Rewrite the paragraph of the Stata thread below that begins "I'm running Intercooled Stata 7.0" as one shorter sentence, keeping its main facts.

#### PROVIDED PASSAGE
◆ ◆ ◆ ◆

Deborah Garvey
>> I'm running Intercooled Stata 7.0 for Windows 98 (born 11
> June 2002)
>> and in the process of making a mistake, discovered that I
> don't understand
>> something fundamental about how Stata evaluates the value
> list in a
>> -forval- statement.
>>
>> I wanted to associate previous year's personal income
> with current year
>> spending in an 11-year panel dataset (shaped wide), so I wrote the
>> following -forval- statement:
>>
>> forval i=75/85 {
>> gen double peryt`i+1' = pery`i';
>> };
>>
>> The code assigned peryt* = pery* and did not increment
> peryt by one year
>> (see example below).
>>
>> Question: what did peryt`i+1' mean to Stata?
>>
>> state Arizona
>> pery75 11908000
>> pery76 13370000 pery77 14871000 pery78
>> 17586000
>> pery79 20973000 pery80 24057000 pery81
>> 27559000
>> pery82 29068000 pery83 31916000 pery84
>> 36900000
>> pery85 40900000 pery86 44900000 peryt75
>> 11908000
>> peryt76 13370000 peryt77 14871000 peryt78
>> 17586000
>> peryt79 20973000 peryt80 24057000 peryt81
>> 27559000
>> peryt82 29068000 peryt83 31916000 peryt84
>> 36900000
>> peryt85 40900000
>>
Steven Stillman
> I'll let someone else directly answer your question on your
> current code.

◆ ◆ ◆ ◆

#### DATA LINES
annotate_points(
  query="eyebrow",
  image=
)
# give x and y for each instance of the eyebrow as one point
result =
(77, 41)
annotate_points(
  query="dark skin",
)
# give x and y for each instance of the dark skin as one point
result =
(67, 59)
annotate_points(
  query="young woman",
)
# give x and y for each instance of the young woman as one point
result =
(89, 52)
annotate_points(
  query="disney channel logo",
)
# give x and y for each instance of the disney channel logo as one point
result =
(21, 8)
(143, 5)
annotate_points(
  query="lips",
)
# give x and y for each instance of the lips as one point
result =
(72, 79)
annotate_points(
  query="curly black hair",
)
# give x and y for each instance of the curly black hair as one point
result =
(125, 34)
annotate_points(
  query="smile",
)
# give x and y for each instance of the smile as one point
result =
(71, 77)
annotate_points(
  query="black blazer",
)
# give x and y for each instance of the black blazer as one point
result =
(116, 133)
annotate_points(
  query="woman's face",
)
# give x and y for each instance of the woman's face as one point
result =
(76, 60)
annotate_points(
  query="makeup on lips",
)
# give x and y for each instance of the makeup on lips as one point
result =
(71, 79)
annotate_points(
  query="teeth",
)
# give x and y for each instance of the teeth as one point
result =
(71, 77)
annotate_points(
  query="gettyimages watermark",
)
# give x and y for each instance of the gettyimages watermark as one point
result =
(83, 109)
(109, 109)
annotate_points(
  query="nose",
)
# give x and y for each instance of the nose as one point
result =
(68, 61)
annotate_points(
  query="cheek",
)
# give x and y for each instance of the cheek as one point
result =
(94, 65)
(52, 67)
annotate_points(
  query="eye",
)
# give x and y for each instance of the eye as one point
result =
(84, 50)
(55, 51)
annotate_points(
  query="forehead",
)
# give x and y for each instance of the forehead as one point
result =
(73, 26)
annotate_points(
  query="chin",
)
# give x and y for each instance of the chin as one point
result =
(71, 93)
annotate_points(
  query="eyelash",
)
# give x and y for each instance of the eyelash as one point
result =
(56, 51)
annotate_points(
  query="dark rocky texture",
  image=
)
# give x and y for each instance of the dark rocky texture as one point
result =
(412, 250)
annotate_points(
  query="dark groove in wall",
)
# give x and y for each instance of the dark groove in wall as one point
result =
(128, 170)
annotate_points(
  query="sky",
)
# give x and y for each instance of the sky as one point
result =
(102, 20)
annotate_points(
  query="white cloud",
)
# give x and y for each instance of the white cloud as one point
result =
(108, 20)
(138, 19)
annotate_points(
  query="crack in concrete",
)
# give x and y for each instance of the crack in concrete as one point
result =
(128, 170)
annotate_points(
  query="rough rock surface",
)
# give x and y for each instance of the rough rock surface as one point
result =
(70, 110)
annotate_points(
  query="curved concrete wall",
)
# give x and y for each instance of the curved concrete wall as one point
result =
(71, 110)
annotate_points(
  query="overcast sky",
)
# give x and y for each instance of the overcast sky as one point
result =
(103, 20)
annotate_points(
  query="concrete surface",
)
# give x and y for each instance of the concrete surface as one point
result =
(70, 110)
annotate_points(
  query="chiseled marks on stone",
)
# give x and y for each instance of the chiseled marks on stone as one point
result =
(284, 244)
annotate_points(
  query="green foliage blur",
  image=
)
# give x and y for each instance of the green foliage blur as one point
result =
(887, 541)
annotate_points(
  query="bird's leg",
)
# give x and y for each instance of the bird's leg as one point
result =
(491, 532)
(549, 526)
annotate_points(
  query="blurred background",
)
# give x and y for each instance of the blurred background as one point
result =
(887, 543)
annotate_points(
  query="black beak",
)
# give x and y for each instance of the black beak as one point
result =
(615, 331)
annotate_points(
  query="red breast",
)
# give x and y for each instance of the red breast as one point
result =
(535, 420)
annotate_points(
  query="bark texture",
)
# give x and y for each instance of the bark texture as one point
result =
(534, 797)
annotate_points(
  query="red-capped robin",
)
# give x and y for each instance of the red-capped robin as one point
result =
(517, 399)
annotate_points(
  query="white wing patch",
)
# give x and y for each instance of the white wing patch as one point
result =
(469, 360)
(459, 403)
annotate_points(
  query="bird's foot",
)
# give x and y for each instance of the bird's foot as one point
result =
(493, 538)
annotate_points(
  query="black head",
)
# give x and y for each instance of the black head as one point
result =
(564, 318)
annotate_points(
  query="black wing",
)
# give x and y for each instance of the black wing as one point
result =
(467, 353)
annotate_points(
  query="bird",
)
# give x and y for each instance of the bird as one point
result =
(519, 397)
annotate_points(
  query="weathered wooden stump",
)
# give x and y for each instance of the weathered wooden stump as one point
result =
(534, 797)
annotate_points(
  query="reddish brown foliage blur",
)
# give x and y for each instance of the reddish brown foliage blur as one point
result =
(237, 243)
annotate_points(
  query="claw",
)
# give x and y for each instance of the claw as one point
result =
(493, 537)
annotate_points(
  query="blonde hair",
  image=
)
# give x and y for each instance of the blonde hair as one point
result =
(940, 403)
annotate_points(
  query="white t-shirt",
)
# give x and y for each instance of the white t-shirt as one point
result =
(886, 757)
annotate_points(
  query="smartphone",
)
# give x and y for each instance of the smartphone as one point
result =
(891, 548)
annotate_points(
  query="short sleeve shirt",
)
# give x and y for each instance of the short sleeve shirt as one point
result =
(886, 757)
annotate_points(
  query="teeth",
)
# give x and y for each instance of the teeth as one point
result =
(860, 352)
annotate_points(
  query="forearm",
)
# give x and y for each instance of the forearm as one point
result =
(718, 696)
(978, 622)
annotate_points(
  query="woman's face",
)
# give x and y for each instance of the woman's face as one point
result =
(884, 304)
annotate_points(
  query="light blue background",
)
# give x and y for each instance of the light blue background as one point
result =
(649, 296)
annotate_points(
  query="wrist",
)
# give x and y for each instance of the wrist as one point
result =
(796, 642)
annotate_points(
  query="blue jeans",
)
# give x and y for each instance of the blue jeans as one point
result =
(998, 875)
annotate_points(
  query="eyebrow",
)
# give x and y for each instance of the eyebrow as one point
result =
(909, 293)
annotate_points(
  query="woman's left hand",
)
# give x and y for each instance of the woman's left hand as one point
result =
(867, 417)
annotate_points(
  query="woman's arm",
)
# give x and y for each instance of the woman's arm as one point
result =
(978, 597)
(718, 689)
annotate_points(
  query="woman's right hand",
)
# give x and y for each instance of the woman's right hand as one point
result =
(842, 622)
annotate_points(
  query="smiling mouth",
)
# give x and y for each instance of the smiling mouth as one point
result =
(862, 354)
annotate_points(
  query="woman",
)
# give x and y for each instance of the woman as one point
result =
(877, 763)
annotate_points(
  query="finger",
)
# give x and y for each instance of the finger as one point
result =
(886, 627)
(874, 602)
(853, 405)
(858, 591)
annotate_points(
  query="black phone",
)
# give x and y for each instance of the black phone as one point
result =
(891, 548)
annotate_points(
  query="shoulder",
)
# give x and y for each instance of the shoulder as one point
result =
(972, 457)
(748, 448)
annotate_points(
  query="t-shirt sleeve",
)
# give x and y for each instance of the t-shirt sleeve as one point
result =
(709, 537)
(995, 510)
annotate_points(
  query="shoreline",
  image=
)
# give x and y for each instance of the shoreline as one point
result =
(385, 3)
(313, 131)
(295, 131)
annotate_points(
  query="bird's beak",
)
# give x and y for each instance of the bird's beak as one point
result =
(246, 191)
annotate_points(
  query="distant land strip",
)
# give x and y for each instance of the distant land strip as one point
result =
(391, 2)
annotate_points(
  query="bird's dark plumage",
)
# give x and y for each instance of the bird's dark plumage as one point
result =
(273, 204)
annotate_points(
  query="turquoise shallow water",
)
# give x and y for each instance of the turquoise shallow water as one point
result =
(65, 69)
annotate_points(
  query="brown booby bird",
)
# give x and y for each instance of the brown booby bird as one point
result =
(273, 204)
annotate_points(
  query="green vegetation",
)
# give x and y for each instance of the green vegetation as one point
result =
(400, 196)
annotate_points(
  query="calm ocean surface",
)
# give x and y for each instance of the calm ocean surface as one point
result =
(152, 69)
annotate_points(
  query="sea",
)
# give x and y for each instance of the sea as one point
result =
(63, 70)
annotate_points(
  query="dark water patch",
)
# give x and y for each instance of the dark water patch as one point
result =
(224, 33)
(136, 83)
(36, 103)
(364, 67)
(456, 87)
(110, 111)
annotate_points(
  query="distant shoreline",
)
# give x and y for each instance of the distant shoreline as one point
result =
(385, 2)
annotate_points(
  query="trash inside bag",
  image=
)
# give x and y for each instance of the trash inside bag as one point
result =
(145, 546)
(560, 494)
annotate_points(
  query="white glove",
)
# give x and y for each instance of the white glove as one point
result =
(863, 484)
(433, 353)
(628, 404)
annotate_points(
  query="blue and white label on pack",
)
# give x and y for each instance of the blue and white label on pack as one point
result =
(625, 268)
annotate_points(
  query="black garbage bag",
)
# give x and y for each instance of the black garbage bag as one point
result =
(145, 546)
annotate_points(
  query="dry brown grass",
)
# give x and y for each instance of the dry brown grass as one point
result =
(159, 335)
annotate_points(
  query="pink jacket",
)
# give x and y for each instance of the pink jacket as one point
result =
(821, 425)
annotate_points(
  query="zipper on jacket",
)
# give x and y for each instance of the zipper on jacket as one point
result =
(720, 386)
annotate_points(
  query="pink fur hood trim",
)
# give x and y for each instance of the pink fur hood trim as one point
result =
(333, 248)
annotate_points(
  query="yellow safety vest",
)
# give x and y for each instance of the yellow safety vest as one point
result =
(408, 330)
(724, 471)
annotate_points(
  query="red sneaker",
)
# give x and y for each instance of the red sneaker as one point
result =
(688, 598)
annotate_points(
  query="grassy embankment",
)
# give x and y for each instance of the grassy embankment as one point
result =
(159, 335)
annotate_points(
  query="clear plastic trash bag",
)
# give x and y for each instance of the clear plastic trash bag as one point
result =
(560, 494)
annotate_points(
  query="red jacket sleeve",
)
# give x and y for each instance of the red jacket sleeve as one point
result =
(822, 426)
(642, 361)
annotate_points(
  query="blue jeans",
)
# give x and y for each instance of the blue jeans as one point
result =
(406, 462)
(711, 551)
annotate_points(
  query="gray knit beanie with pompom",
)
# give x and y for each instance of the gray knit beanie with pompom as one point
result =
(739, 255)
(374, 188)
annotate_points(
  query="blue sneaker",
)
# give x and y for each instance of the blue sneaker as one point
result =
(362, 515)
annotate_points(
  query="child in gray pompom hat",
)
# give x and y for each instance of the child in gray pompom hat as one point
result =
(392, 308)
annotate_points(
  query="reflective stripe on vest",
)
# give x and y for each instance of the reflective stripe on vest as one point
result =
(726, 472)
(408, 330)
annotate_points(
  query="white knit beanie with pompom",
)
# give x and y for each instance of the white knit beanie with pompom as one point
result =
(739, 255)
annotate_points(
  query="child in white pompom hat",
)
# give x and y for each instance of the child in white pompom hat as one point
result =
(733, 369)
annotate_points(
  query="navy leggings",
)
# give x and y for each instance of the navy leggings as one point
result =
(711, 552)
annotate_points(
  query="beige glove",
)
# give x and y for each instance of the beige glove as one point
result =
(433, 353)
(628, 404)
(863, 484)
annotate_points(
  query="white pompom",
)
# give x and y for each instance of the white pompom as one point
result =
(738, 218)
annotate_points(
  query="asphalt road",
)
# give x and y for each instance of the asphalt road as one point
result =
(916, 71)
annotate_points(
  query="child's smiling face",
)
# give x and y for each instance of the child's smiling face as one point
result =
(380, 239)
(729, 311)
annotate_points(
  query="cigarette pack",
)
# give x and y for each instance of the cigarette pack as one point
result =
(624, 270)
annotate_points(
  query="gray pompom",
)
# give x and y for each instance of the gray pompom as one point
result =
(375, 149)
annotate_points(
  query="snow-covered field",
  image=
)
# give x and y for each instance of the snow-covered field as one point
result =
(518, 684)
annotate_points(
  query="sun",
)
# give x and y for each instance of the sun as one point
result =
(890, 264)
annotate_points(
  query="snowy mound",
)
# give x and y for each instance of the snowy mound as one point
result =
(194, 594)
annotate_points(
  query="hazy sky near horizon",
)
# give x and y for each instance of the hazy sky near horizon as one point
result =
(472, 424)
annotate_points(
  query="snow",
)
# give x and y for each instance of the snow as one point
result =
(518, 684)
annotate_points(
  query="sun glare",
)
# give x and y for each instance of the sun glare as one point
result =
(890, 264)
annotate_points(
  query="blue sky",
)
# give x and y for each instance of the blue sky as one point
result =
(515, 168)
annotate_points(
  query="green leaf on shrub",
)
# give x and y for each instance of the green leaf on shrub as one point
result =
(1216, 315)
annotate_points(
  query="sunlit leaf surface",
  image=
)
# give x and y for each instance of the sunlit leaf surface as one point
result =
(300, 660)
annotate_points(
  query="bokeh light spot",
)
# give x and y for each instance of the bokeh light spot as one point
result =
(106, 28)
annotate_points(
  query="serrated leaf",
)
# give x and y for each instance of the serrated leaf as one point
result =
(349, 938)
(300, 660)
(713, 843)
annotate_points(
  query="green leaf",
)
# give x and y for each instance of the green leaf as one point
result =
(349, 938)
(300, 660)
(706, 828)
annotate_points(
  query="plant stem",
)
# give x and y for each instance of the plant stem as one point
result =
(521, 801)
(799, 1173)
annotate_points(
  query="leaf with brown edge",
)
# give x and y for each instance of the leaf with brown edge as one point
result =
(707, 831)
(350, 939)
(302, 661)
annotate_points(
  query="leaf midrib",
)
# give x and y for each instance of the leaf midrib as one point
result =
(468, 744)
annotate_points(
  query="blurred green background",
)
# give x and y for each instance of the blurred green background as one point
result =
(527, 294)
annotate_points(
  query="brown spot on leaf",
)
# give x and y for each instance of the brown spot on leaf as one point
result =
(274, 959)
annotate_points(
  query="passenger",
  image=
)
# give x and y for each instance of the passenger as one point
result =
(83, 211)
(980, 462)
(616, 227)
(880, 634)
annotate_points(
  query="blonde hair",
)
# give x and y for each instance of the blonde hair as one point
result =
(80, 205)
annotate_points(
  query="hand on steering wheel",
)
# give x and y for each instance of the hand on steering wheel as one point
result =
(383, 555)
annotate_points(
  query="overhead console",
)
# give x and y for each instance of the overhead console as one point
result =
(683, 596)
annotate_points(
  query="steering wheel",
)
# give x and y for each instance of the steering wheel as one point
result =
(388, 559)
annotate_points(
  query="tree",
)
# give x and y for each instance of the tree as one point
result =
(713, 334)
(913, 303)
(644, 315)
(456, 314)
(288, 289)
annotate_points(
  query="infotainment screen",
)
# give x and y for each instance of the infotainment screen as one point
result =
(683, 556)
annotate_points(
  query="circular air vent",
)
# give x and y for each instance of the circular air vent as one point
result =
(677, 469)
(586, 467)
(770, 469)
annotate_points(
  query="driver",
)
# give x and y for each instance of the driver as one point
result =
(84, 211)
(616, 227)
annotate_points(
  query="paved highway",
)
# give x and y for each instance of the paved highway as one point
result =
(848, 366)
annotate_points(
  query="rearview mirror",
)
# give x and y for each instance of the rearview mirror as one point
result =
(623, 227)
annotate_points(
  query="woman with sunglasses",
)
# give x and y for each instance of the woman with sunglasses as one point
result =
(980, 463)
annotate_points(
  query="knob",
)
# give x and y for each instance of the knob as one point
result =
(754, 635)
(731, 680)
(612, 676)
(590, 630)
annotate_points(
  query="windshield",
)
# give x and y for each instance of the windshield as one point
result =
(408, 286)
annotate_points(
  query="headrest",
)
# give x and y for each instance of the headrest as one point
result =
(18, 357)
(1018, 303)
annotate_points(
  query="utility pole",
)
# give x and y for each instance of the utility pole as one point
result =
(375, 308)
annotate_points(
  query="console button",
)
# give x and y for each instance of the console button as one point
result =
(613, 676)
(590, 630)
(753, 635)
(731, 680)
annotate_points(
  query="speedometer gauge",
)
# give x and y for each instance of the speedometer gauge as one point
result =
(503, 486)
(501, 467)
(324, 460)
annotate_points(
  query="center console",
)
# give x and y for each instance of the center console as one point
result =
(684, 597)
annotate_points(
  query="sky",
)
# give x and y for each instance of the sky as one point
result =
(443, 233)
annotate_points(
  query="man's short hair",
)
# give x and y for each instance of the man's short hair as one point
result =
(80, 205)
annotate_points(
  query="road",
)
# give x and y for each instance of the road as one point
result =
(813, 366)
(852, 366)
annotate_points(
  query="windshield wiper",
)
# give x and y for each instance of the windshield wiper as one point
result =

◆ ◆ ◆ ◆

#### ANSWER TO THIS PROBLEM
While running Intercooled Stata 7.0 for Windows 98, the writer made a mistake and found a basic gap in understanding how Stata evaluates the value list in a -forval- statement.